──────── Material for this exercise ────────

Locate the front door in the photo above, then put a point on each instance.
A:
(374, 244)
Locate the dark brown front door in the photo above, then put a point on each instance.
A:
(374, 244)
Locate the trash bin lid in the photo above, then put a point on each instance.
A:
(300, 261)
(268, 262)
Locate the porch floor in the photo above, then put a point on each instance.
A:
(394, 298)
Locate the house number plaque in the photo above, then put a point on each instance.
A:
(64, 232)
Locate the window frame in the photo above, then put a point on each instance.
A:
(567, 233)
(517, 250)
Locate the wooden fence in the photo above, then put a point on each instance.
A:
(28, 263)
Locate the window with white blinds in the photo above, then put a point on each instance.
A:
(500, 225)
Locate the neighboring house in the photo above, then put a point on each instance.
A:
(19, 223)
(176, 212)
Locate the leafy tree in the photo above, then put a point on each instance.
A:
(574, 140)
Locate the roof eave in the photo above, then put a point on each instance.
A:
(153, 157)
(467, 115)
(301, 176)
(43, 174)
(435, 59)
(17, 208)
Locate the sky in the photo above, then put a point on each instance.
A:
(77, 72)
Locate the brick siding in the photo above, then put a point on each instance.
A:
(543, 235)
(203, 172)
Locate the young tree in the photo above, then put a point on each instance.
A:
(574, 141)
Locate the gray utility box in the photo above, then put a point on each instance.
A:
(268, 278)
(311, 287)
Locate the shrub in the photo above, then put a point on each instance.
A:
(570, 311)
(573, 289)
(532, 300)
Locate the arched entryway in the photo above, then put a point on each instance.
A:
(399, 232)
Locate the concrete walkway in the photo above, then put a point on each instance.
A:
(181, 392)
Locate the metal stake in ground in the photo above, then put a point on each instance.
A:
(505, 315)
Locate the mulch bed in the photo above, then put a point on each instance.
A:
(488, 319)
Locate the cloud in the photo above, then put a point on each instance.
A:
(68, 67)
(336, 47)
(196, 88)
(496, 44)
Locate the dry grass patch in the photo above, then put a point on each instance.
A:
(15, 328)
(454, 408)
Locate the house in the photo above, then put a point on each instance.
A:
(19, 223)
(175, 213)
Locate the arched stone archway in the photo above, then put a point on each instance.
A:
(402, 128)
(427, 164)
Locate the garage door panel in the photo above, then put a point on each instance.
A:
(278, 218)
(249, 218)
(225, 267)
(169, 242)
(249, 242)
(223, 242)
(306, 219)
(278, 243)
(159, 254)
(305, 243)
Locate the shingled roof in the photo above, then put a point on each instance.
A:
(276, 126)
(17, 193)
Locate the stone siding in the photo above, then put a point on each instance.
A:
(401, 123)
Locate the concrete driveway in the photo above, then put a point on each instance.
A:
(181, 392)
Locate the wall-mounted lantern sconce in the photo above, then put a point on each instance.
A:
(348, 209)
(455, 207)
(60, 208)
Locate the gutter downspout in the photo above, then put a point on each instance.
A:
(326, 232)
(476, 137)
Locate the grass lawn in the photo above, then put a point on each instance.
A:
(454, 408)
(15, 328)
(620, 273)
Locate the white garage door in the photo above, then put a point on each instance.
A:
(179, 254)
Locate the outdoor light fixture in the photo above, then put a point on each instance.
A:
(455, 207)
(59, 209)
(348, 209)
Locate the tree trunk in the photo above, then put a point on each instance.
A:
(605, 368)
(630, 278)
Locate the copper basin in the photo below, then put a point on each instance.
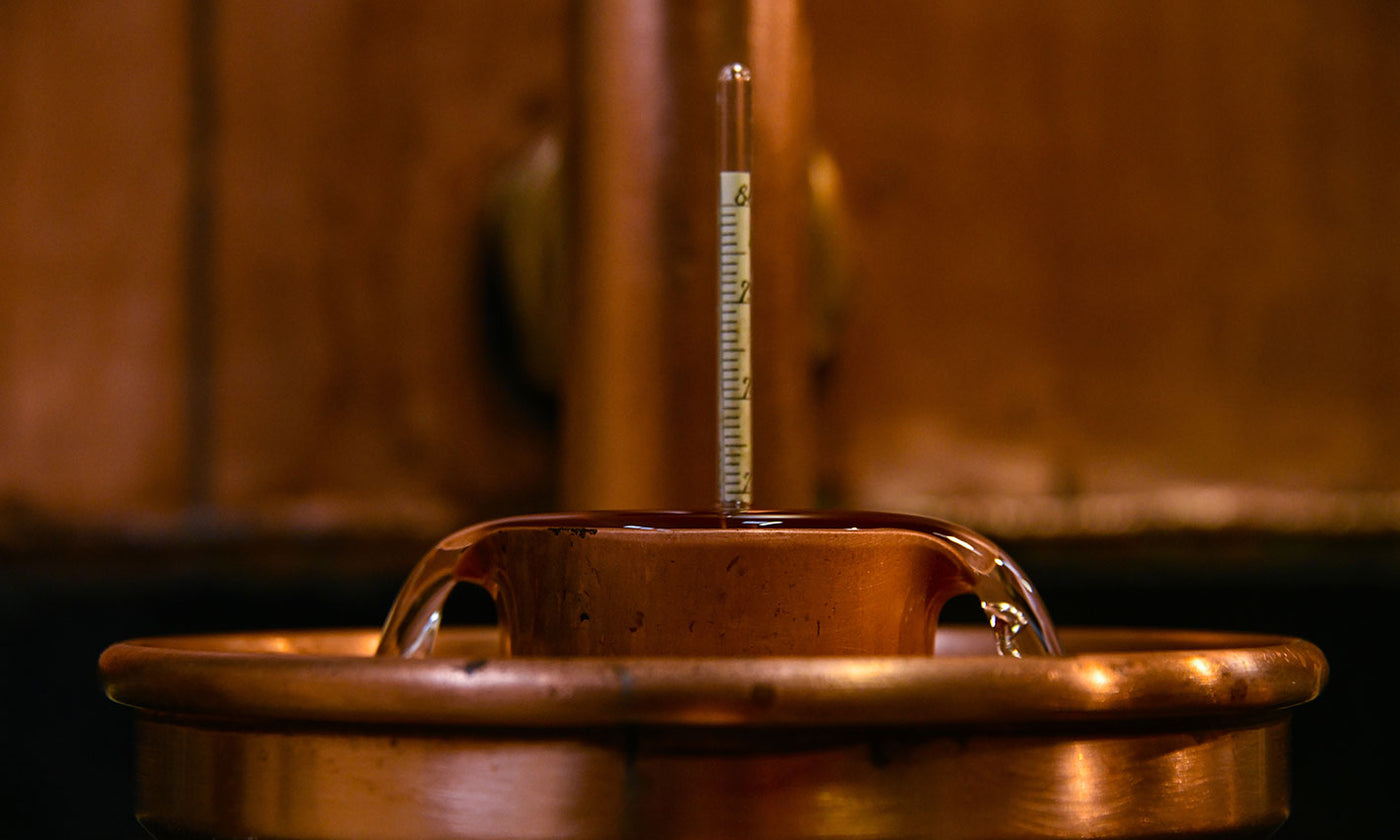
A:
(307, 735)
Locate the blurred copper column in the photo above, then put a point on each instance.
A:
(640, 370)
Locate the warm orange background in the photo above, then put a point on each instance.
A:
(1103, 251)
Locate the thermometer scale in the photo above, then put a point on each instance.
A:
(735, 291)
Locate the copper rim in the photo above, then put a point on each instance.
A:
(329, 676)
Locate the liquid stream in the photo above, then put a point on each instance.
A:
(1017, 616)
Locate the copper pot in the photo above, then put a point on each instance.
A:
(307, 735)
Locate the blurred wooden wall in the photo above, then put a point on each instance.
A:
(1137, 251)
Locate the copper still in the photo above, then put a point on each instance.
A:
(728, 716)
(307, 735)
(595, 710)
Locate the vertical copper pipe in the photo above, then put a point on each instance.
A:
(639, 385)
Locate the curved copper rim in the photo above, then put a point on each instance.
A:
(329, 676)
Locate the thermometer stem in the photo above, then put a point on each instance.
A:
(735, 290)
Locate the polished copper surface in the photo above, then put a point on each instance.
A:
(1136, 734)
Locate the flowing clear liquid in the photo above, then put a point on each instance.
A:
(1018, 618)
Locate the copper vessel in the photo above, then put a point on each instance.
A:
(307, 735)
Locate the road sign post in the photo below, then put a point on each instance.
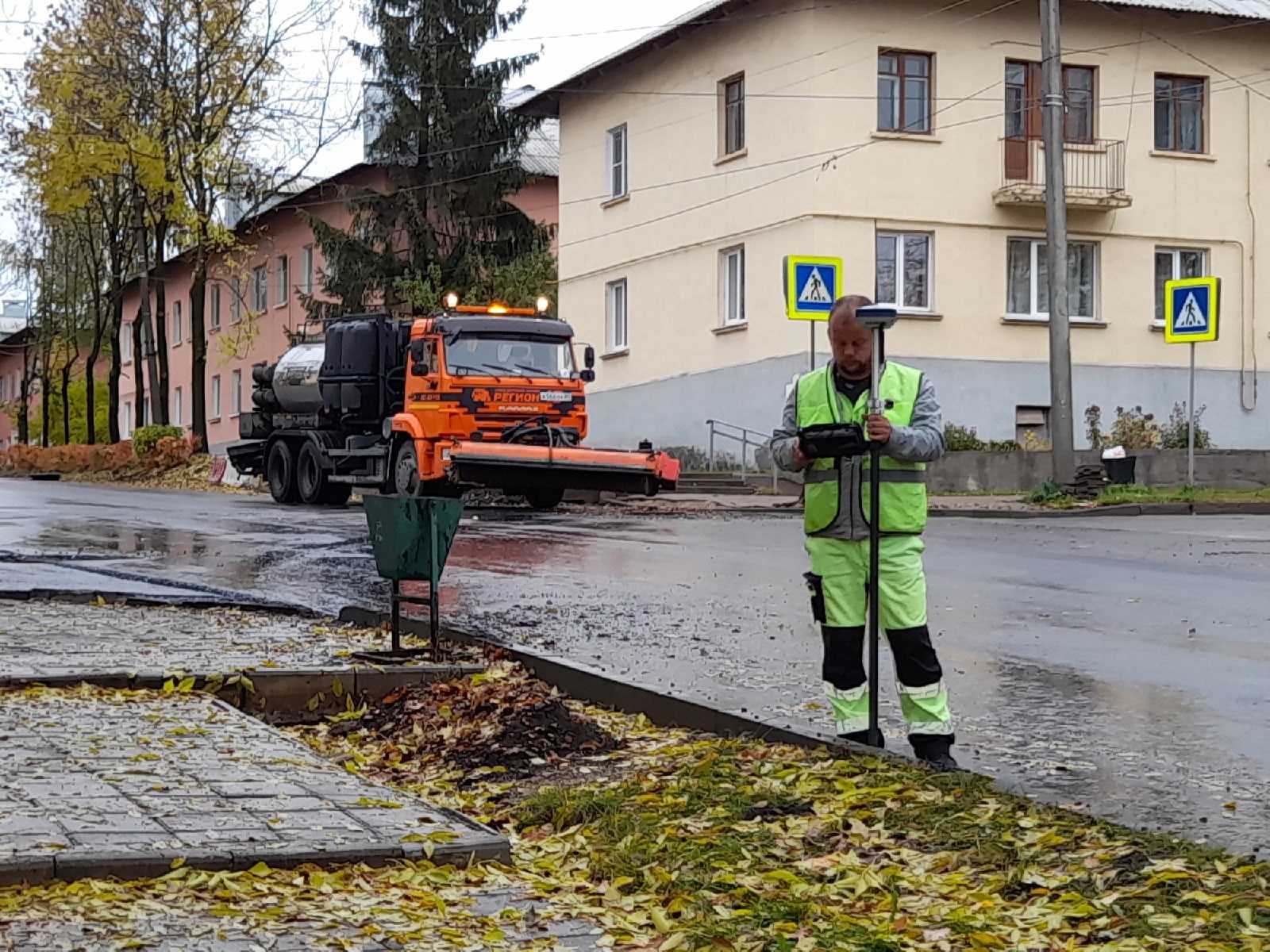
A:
(812, 285)
(1193, 309)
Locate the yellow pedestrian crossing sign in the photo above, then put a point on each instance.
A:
(1191, 309)
(812, 285)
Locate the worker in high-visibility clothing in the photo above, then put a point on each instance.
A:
(836, 520)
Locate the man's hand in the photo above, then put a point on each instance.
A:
(879, 428)
(800, 460)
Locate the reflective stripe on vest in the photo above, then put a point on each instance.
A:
(903, 486)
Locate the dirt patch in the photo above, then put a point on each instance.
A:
(498, 719)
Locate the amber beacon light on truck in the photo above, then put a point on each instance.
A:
(468, 397)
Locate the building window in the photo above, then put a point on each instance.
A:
(615, 317)
(1180, 113)
(616, 159)
(732, 103)
(903, 271)
(260, 289)
(215, 308)
(1022, 102)
(1028, 281)
(732, 286)
(306, 270)
(178, 324)
(903, 92)
(1172, 264)
(283, 276)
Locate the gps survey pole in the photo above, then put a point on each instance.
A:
(878, 321)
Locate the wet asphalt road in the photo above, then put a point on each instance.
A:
(1115, 664)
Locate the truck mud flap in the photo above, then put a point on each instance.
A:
(247, 457)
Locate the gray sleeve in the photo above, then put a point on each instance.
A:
(922, 441)
(781, 444)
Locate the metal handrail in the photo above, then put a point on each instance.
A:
(719, 428)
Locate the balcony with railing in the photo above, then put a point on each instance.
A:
(1094, 171)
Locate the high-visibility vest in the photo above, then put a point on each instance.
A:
(902, 494)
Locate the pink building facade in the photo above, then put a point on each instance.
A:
(254, 301)
(13, 351)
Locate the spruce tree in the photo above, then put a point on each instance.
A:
(451, 150)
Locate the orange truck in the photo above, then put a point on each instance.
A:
(488, 397)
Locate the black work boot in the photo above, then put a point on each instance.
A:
(863, 738)
(935, 752)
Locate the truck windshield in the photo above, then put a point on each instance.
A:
(482, 355)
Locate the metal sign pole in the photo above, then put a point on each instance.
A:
(876, 406)
(1191, 424)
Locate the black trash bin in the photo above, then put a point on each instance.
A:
(1121, 471)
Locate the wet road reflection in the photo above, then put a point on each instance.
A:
(1117, 666)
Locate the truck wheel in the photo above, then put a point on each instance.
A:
(310, 478)
(406, 470)
(279, 470)
(544, 498)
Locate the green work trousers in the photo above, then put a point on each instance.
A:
(841, 571)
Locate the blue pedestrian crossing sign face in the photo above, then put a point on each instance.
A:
(812, 285)
(1191, 308)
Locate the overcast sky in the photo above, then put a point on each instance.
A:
(569, 35)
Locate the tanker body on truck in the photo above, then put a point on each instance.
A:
(467, 397)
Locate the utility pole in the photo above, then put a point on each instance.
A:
(1053, 117)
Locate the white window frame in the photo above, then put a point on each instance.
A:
(902, 239)
(1176, 251)
(1035, 315)
(732, 300)
(283, 268)
(618, 306)
(215, 403)
(727, 113)
(306, 270)
(618, 162)
(178, 324)
(260, 286)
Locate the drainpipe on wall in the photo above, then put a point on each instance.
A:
(1248, 328)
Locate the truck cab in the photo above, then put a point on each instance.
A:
(468, 397)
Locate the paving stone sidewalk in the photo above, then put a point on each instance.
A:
(59, 640)
(346, 927)
(122, 784)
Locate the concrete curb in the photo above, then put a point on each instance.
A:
(1126, 509)
(584, 683)
(184, 600)
(277, 696)
(152, 863)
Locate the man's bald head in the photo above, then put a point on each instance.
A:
(851, 342)
(845, 309)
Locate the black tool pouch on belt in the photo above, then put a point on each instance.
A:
(816, 585)
(829, 441)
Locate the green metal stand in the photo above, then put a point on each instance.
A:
(412, 539)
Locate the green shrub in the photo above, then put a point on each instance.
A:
(962, 438)
(1045, 493)
(1175, 432)
(146, 438)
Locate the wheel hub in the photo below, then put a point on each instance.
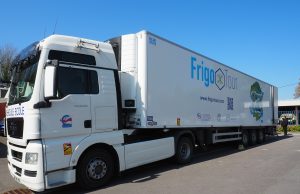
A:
(185, 151)
(97, 169)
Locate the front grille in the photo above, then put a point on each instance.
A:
(15, 127)
(16, 155)
(30, 173)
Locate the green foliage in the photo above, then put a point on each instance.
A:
(291, 128)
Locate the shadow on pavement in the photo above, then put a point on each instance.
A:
(153, 170)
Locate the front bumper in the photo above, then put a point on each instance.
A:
(29, 175)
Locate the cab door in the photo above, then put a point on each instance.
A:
(68, 119)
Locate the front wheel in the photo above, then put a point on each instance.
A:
(245, 138)
(95, 169)
(184, 150)
(260, 136)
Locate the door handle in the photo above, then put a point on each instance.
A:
(88, 124)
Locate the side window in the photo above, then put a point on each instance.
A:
(76, 81)
(94, 82)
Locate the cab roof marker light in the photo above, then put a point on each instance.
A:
(88, 45)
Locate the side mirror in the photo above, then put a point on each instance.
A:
(50, 79)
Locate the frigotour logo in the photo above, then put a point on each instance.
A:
(256, 95)
(66, 121)
(207, 75)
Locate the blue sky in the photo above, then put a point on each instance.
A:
(258, 37)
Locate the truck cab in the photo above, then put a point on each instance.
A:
(64, 117)
(45, 128)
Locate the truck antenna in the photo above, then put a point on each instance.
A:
(55, 26)
(45, 30)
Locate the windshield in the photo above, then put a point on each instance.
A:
(23, 75)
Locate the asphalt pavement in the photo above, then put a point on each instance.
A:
(270, 168)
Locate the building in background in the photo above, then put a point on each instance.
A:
(289, 109)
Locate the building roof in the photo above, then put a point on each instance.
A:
(292, 102)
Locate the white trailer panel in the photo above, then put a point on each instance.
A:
(176, 87)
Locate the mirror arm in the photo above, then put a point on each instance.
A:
(42, 104)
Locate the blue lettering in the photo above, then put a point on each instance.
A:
(193, 59)
(208, 75)
(212, 76)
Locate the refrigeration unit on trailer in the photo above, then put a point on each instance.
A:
(82, 111)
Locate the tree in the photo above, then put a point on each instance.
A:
(7, 55)
(297, 91)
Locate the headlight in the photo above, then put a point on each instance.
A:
(31, 158)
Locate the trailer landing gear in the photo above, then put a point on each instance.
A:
(184, 150)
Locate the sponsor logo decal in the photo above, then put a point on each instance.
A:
(67, 148)
(66, 121)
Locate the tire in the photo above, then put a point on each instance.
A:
(260, 136)
(245, 138)
(95, 169)
(184, 150)
(253, 137)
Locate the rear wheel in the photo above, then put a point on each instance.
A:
(245, 138)
(253, 137)
(184, 150)
(260, 136)
(95, 169)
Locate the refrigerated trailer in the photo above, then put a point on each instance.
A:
(82, 111)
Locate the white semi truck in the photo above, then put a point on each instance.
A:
(82, 111)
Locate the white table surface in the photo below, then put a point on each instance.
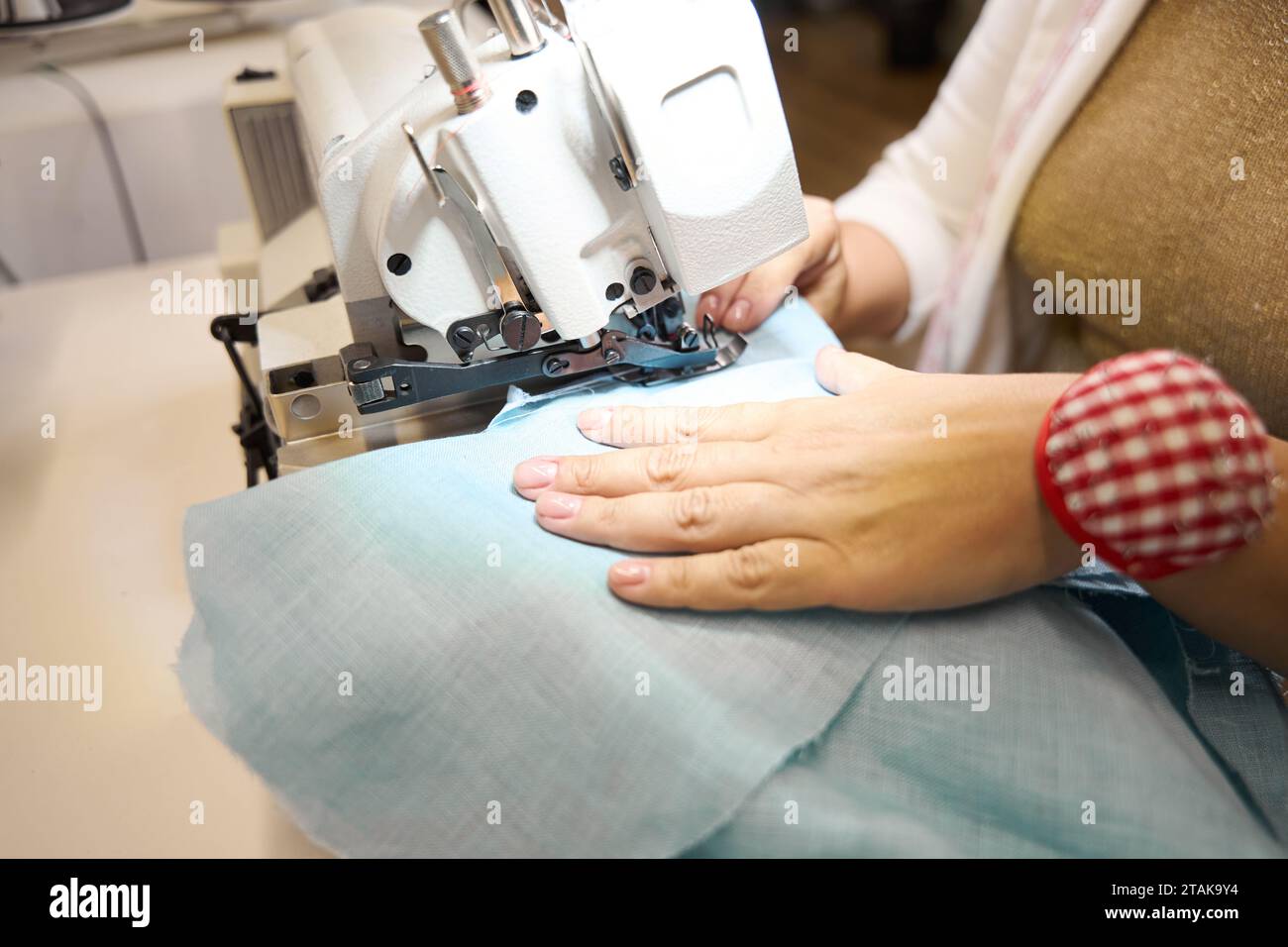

────────

__Work instruction__:
Once the line with "Locate the blurred wooden" is found in the data above, reproduce it and each line after it exactly, through the line with "Locate the reflective". Omit the pictures.

__Output for this task__:
Locate the blurred wooden wall in the photo above, then put a point on each instance.
A:
(1137, 251)
Locate the copper still in the photo above, then put a point on each instance.
A:
(728, 716)
(307, 735)
(595, 710)
Locate the vertical copper pipe in the photo above, then put a point on each instance.
A:
(639, 385)
Locate the curved copper rim in the photo above, then put a point on each instance.
A:
(329, 676)
Locate the thermometer stem in the photo above, then put a point on each instance.
A:
(735, 290)
Locate the polished copper surface in the photo above, then put a point on each instance.
A:
(1136, 734)
Locate the flowing clear liquid in the photo above, then put a point on each instance.
A:
(1018, 618)
Locate the copper vessel in the photo above, then put a point on each instance.
A:
(307, 735)
Locate the road sign post in the photo below, then put a point on each instance.
A:
(812, 285)
(1193, 309)
Locate the yellow pedestrian crossing sign in the photo above, then put a point on each instance.
A:
(1191, 309)
(812, 285)
Locate the worker in high-visibility clothing in the photo above, then put a point on each instance.
A:
(836, 520)
Locate the man's hand in the photo above, then put a point on each instance.
A:
(879, 428)
(800, 460)
Locate the reflective stripe on vest in the photo above, then put a point on each instance.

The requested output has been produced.